**TASK TO CARRY OUT**
Rewrite the records from the first line through the line containing "Query: stadium light fixture", changing "outlines" to "traces" and leaving everything else the same.

**DATA ROWS**
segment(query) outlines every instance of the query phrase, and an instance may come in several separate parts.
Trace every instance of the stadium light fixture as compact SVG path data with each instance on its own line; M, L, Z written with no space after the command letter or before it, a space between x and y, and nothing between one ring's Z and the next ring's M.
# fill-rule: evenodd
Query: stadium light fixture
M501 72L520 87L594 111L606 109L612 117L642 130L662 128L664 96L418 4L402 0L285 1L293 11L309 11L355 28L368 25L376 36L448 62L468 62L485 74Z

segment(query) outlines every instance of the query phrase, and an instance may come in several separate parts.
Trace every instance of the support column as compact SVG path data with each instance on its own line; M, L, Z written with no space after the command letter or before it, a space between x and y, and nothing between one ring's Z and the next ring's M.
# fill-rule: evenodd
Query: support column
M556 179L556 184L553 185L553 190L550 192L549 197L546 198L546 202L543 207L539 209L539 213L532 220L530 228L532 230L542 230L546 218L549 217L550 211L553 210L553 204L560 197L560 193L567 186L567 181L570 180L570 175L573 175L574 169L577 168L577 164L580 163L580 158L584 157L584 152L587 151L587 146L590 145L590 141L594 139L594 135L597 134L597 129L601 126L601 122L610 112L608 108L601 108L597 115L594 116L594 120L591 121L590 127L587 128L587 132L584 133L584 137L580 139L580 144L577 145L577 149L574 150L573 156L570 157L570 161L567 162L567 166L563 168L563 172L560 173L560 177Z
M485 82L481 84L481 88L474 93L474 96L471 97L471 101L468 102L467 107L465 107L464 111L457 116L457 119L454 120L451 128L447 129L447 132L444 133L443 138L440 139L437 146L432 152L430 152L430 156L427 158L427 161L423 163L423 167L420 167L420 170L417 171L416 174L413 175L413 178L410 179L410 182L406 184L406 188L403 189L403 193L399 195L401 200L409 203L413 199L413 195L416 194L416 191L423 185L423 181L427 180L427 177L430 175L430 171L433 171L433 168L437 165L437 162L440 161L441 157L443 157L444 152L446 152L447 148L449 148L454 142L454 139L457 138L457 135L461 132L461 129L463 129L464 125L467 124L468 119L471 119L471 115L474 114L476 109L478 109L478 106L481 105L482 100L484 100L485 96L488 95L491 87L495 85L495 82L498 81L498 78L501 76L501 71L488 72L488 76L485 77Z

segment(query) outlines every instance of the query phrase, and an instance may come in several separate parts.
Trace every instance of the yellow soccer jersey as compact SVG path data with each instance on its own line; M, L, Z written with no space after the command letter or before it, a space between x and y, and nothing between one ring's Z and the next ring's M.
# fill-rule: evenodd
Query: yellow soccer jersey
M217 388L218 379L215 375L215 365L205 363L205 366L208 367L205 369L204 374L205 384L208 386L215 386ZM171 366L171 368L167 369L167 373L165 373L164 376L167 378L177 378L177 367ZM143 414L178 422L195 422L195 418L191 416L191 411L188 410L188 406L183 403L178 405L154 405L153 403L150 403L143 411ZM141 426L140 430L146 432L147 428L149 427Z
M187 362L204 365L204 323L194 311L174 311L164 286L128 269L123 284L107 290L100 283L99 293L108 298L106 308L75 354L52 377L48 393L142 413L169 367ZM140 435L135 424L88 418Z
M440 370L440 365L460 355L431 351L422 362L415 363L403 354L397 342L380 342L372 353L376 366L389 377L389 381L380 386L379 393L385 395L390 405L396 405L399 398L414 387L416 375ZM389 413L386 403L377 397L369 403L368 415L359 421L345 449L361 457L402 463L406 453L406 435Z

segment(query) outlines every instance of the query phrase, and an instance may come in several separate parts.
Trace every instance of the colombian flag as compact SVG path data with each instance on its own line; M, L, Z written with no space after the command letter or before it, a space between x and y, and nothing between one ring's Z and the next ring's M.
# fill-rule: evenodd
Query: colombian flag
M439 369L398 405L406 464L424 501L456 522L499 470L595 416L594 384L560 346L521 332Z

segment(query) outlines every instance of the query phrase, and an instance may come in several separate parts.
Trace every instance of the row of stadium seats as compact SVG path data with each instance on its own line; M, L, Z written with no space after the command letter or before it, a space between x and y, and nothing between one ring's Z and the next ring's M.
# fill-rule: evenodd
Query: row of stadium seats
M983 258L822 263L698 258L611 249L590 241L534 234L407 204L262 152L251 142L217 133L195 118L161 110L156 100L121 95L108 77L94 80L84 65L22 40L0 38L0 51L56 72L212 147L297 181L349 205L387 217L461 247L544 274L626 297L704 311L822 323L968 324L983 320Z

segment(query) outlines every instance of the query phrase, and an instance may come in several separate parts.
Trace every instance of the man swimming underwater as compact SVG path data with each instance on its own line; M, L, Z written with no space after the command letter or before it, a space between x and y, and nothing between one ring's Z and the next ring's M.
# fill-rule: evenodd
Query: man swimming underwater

**RESPONSE BELOW**
segment(query) traces every instance of the query phrase, and an instance may come in several separate parts.
Trace every instance of the stadium light fixture as compact SVG path data with each instance on its own line; M, L, Z written with no space after the command letter or before it, a space between x and y, and nothing between one ring's Z and the next ring's M.
# fill-rule: evenodd
Query: stadium light fixture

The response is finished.